Please give all of the data again, character for character, and drop the pictures.

> Data extracts:
::::::
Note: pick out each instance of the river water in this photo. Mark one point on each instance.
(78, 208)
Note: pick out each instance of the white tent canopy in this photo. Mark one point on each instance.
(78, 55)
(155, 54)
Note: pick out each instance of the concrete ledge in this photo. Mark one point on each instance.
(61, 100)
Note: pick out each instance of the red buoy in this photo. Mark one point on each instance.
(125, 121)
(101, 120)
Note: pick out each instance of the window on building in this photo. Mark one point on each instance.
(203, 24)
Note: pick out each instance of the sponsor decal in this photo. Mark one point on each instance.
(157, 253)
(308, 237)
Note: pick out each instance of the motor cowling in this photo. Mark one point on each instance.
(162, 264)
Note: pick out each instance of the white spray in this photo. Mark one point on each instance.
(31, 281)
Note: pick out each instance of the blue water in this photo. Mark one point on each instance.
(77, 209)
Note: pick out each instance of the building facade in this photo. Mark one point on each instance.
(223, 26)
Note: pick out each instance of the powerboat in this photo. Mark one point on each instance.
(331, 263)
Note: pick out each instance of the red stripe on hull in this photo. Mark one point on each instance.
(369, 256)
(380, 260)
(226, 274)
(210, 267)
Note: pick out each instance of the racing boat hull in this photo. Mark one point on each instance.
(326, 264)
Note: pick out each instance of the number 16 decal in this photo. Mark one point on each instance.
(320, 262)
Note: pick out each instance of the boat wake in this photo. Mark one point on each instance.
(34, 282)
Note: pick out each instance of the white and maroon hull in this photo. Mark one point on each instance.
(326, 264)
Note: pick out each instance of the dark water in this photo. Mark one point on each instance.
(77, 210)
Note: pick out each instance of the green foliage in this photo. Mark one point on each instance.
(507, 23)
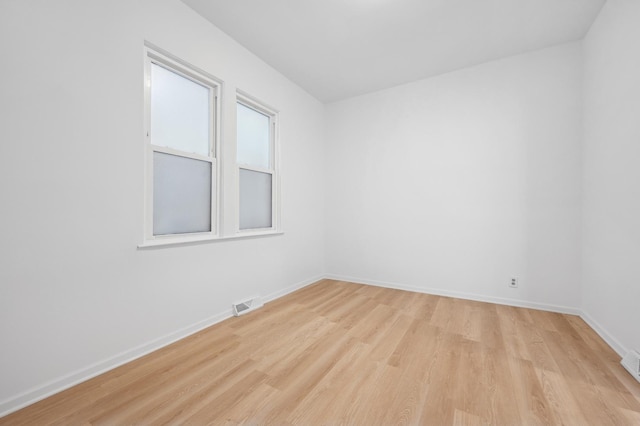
::::::
> Task answer:
Note: pick out each instance of the river water in this photo. Mark one point on each instance.
(78, 208)
Note: pick out each instance of the white tent canopy in this photo. Mark one point on each instance.
(78, 55)
(155, 54)
Note: pick out each instance of the concrete ledge in this photo. Mark one point on each instance.
(61, 100)
Note: pick out each instance of the red buoy in this photo. Mark one point on each instance.
(125, 121)
(101, 120)
Note: pick out each instance of the window on building in this photo. Mark one point on each instance.
(203, 24)
Note: pick out each instance of the sponsor decal in this photo. Mark one point on each instance.
(157, 253)
(308, 237)
Note: pick out each instance of the motor cowling in this photo. Mark one point on each instance.
(162, 264)
Note: pick out each instance of the white spray in this photo. Mark one point on each instance.
(31, 281)
Note: pick out each instance of the blue water in this photo. Mark one point on each instance.
(77, 209)
Note: pick out each instance of the building facade in this photo. Mark one point on each instance.
(223, 26)
Note: pick out each instance of the powerboat in this photo. Mark one point on each instance.
(331, 263)
Note: pick out each instance of the red stripe on hull in this photo. Mark one point on each instance.
(369, 256)
(380, 260)
(226, 274)
(210, 267)
Note: pick out each instance of the racing boat hull in this photo. Mark one point on each instance.
(326, 264)
Note: pick out each instance of the number 16 decal in this photo. Mark one point on each instance.
(320, 262)
Note: pick out each instance of the boat wake in this photo. Mark one point on each instance.
(34, 282)
Note: pick out each instance of the white and maroon hull in this photo. Mark one point on each instance.
(326, 264)
Note: pick out each instance of the dark water in this photo. Mark one point on each instance.
(77, 210)
Note: pick out each instance of the green foliage in this photo. Mark one point on each instance.
(507, 23)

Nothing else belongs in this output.